Oil, Optics, and High Stakes: Why Trump Is Talking Tough on Venezuela — But Not Marching to War
- Ingrid Jones
- U.S.A
- November 3, 2025
Donald Trump has dialed down the drumbeat for a U.S. military confrontation with Venezuela, publicly dismissing the likelihood of war while still hinting that Nicolás Maduro’s presidency is on borrowed time. In a recent sit-down with CBS’ 60 Minutes, when asked whether the United States was heading to war with Venezuela, Trump replied, “I doubt it. I don’t think so. But they’ve been treating us very badly.” It was an answer crafted to sound firm without committing to action, a balance between posturing and political reality.
The subtext is simple but explosive: Venezuela sits on one of the world’s largest oil reserves, and Washington has long eyed that resource. Public messaging often frames U.S. interest in Venezuela as rooted in concerns over democracy, narcotics, or human suffering, but the geopolitical math has always been fueled by oil barrels and strategic influence. If this were truly about drugs, U.S. forces would have seized and interrogated high-value traffickers and dismantled trafficking channels the way they do in other major narcotics operations. Washington openly claims to track the routes and logistics of Venezuelan-linked drug flows, yet instead of covert captures or diplomatic pressure campaigns, the narrative has defaulted to demonization and threats — a political theatre more than an anti-narcotics strategy.
Diplomacy, if Washington genuinely sought it, could have been pursued. Engagement, sanctions relief negotiations, humanitarian stabilization, or cooperative law enforcement partnerships were options. Instead, past administrations signaled regime-change intent and covert disruption. When world powers violate international law, they call it strategy; when adversaries do, they call it aggression. The double standard is familiar enough that global audiences barely blink anymore.
^^^^^^^^
REQUIRED ACTIONS
1. Return the portion of the article on Trump and Venezuela starting at "The subtext is" and ending at "an anti-narcotics strategy.", with no changes to the wording.
2. In the article on Trump and Venezuela, on which program did Trump say he doubted the United States was heading to war?
3. Write what comes next in the article on Trump and Venezuela, picking up after its final paragraph.

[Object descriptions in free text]
^^^^^^^^
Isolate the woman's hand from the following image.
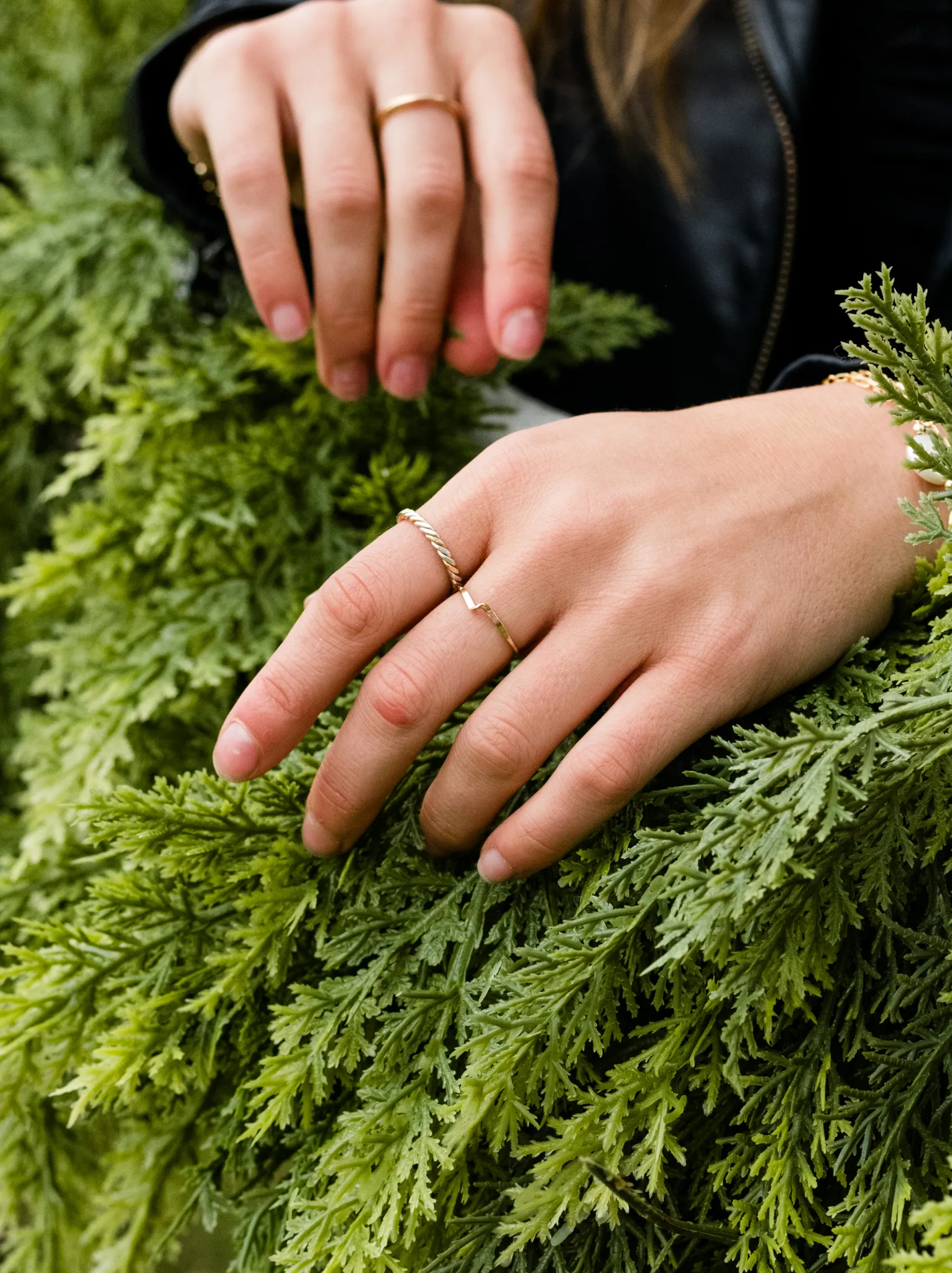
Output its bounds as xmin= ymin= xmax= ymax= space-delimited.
xmin=215 ymin=384 xmax=922 ymax=880
xmin=169 ymin=0 xmax=556 ymax=400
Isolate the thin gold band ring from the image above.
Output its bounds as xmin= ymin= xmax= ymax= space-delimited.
xmin=397 ymin=508 xmax=519 ymax=655
xmin=374 ymin=93 xmax=465 ymax=132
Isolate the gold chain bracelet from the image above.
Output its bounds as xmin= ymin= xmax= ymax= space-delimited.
xmin=188 ymin=152 xmax=221 ymax=208
xmin=822 ymin=370 xmax=952 ymax=490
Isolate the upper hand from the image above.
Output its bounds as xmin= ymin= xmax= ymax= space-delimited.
xmin=169 ymin=0 xmax=556 ymax=398
xmin=215 ymin=384 xmax=922 ymax=880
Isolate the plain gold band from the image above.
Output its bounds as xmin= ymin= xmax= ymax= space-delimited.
xmin=459 ymin=588 xmax=519 ymax=655
xmin=397 ymin=508 xmax=519 ymax=655
xmin=374 ymin=93 xmax=465 ymax=132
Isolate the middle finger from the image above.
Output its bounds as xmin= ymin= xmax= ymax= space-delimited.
xmin=373 ymin=5 xmax=466 ymax=398
xmin=303 ymin=559 xmax=547 ymax=854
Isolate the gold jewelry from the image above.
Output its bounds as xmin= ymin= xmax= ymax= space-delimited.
xmin=397 ymin=508 xmax=464 ymax=592
xmin=188 ymin=150 xmax=221 ymax=205
xmin=459 ymin=588 xmax=519 ymax=655
xmin=821 ymin=370 xmax=879 ymax=393
xmin=821 ymin=370 xmax=952 ymax=490
xmin=374 ymin=93 xmax=466 ymax=132
xmin=397 ymin=508 xmax=519 ymax=655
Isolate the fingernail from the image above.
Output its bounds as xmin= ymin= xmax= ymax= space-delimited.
xmin=499 ymin=310 xmax=546 ymax=362
xmin=211 ymin=720 xmax=259 ymax=783
xmin=476 ymin=849 xmax=514 ymax=883
xmin=385 ymin=354 xmax=430 ymax=398
xmin=271 ymin=306 xmax=308 ymax=341
xmin=327 ymin=357 xmax=369 ymax=402
xmin=300 ymin=812 xmax=341 ymax=858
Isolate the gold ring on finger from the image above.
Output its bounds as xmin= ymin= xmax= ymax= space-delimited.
xmin=374 ymin=93 xmax=465 ymax=132
xmin=397 ymin=508 xmax=519 ymax=655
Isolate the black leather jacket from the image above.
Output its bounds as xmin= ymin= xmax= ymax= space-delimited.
xmin=129 ymin=0 xmax=952 ymax=411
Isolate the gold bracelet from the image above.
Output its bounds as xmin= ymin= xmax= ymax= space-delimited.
xmin=821 ymin=370 xmax=952 ymax=490
xmin=188 ymin=150 xmax=221 ymax=208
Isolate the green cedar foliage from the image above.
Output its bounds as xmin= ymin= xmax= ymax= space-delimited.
xmin=0 ymin=7 xmax=952 ymax=1273
xmin=0 ymin=0 xmax=661 ymax=1273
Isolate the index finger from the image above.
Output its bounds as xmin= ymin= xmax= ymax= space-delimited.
xmin=453 ymin=5 xmax=557 ymax=361
xmin=214 ymin=493 xmax=485 ymax=781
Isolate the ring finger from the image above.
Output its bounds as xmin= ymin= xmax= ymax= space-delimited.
xmin=420 ymin=614 xmax=646 ymax=853
xmin=303 ymin=560 xmax=547 ymax=854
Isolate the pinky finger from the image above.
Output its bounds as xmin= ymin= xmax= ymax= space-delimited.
xmin=478 ymin=663 xmax=731 ymax=883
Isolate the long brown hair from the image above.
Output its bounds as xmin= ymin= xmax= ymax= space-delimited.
xmin=526 ymin=0 xmax=705 ymax=193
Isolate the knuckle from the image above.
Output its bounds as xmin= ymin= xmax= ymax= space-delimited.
xmin=308 ymin=756 xmax=359 ymax=822
xmin=572 ymin=747 xmax=635 ymax=806
xmin=360 ymin=658 xmax=428 ymax=730
xmin=457 ymin=714 xmax=533 ymax=783
xmin=255 ymin=663 xmax=308 ymax=719
xmin=420 ymin=788 xmax=472 ymax=849
xmin=405 ymin=164 xmax=464 ymax=228
xmin=500 ymin=132 xmax=557 ymax=197
xmin=203 ymin=22 xmax=261 ymax=71
xmin=319 ymin=563 xmax=383 ymax=639
xmin=215 ymin=154 xmax=276 ymax=203
xmin=309 ymin=165 xmax=380 ymax=223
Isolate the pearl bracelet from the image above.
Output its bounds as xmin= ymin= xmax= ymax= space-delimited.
xmin=822 ymin=372 xmax=952 ymax=490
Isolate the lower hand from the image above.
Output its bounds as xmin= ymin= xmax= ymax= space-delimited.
xmin=215 ymin=384 xmax=922 ymax=880
xmin=169 ymin=0 xmax=556 ymax=398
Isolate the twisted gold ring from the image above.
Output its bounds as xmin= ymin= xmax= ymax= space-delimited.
xmin=374 ymin=93 xmax=465 ymax=132
xmin=397 ymin=508 xmax=464 ymax=592
xmin=397 ymin=508 xmax=519 ymax=655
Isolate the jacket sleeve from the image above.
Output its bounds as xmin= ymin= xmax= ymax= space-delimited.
xmin=126 ymin=0 xmax=299 ymax=237
xmin=766 ymin=354 xmax=866 ymax=393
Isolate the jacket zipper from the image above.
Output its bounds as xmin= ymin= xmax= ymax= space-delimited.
xmin=732 ymin=0 xmax=798 ymax=393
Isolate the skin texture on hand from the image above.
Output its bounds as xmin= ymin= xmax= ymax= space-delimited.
xmin=169 ymin=0 xmax=556 ymax=400
xmin=215 ymin=384 xmax=923 ymax=881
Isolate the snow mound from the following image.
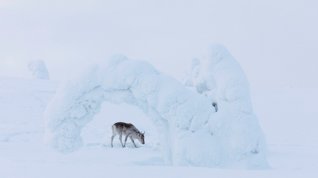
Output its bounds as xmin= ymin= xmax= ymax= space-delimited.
xmin=45 ymin=48 xmax=266 ymax=168
xmin=28 ymin=60 xmax=50 ymax=80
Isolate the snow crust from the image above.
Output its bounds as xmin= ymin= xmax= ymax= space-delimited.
xmin=28 ymin=60 xmax=50 ymax=80
xmin=45 ymin=46 xmax=267 ymax=168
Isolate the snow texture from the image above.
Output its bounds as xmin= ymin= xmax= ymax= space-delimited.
xmin=45 ymin=46 xmax=267 ymax=168
xmin=28 ymin=60 xmax=50 ymax=80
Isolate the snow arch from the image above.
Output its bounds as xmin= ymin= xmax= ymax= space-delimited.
xmin=45 ymin=46 xmax=266 ymax=168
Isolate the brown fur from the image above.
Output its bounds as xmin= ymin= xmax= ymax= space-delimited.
xmin=111 ymin=122 xmax=145 ymax=148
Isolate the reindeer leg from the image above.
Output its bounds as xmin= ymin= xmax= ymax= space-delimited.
xmin=124 ymin=134 xmax=130 ymax=147
xmin=110 ymin=135 xmax=116 ymax=148
xmin=119 ymin=134 xmax=125 ymax=148
xmin=129 ymin=136 xmax=137 ymax=148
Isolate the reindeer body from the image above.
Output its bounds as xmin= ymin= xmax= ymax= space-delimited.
xmin=111 ymin=122 xmax=145 ymax=148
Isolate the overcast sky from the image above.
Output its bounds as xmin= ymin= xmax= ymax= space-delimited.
xmin=0 ymin=0 xmax=318 ymax=87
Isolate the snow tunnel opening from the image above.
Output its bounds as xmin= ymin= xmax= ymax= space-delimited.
xmin=81 ymin=101 xmax=160 ymax=149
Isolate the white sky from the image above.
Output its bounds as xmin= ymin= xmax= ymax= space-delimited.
xmin=0 ymin=0 xmax=318 ymax=87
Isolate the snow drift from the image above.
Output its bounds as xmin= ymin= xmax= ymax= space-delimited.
xmin=45 ymin=46 xmax=267 ymax=168
xmin=28 ymin=60 xmax=50 ymax=80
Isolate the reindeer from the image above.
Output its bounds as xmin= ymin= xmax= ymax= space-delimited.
xmin=111 ymin=122 xmax=145 ymax=148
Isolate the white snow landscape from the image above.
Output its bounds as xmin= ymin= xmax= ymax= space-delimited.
xmin=0 ymin=0 xmax=318 ymax=178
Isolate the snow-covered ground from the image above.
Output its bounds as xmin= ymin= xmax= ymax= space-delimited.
xmin=0 ymin=78 xmax=318 ymax=178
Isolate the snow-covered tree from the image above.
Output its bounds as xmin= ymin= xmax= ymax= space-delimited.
xmin=45 ymin=47 xmax=267 ymax=168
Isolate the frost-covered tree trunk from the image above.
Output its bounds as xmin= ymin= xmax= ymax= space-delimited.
xmin=28 ymin=60 xmax=50 ymax=80
xmin=45 ymin=47 xmax=266 ymax=168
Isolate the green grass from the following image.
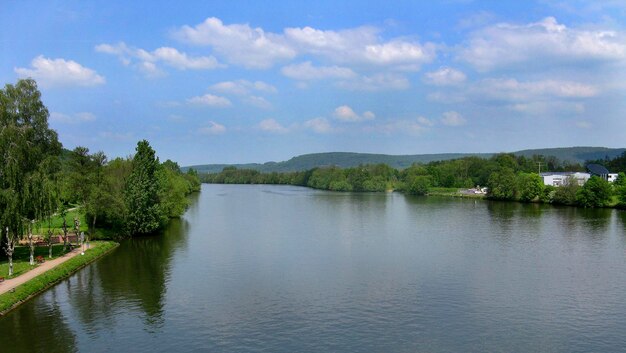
^^^^^^^^
ANSWERS BELOW
1.
The subtext is simple but explosive: Venezuela sits on one of the world’s largest oil reserves, and Washington has long eyed that resource. Public messaging often frames U.S. interest in Venezuela as rooted in concerns over democracy, narcotics, or human suffering, but the geopolitical math has always been fueled by oil barrels and strategic influence. If this were truly about drugs, U.S. forces would have seized and interrogated high-value traffickers and dismantled trafficking channels the way they do in other major narcotics operations. Washington openly claims to track the routes and logistics of Venezuelan-linked drug flows, yet instead of covert captures or diplomatic pressure campaigns, the narrative has defaulted to demonization and threats — a political theatre more than an anti-narcotics strategy.

2. CBS' 60 Minutes

3.
Trump’s public tone may sound strong, but the strategic calculation is clear. Another war is politically radioactive. Midterm elections loom, and the domestic scoreboard is unforgiving: tariffs squeezing farmers and manufacturers, tech industries rattled by instability, inflation concerns stirring, and public sentiment exhausted after decades of costly foreign interventions. Entering another conflict — especially one that risks American lives when Venezuela has not attacked the United States — would be deeply unpopular. It would hand opponents easy talking points and alienate an electorate already wary of endless militarism.
There’s also a cold military reality. Venezuela is not Iraq, nor Libya. It is armed, entrenched, and backed by powerful partners. Russia and others have established military and intelligence cooperation with Caracas. Reports of millions of mobilized militia forces alongside Venezuela’s standing military complicate any invasion scenario. Yes, the United States has unmatched air power and the CIA’s long history of covert operations, but urban warfare, guerilla resistance, and proxy support from Moscow or Tehran would make intervention costly and unpredictable. America could win the battle and lose the decade — just as it has in other regions where regime-change fantasies collided with nationalistic resistance.
For all the swagger, Trump recognizes that America’s appetite for foreign wars has collapsed. The United States has no public mandate for another intervention, especially one framed around disputed national interests. A war with Venezuela would not be a quick show of force but a grinding campaign against a nation with no grievance against the American people and with international support that complicates escalation.
So Trump walks a tightrope. He postures strength for his base while avoiding a war that could cost lives, money, and votes. He floats the idea that Maduro’s days are numbered, but without staking U.S. credibility on a promise of regime collapse. It is power politics dressed in diplomatic restraint — a rare moment where the performance matters as much as the outcome.
Whether Trump’s calculation is driven by strategy, necessity, or political survival, the message is unmistakable: the United States wants influence in Venezuela, particularly its oil wealth, but it does not want the body bags, the global outrage, or the political blowback that would come from attempting to seize it by force. InWashington’s calculus, Venezuelan oil is temptation, but another war could be political suicide.
America may have the power to launch wars at will, but the costs are no longer theoretical. And in this moment, at least, reality has checked ambition.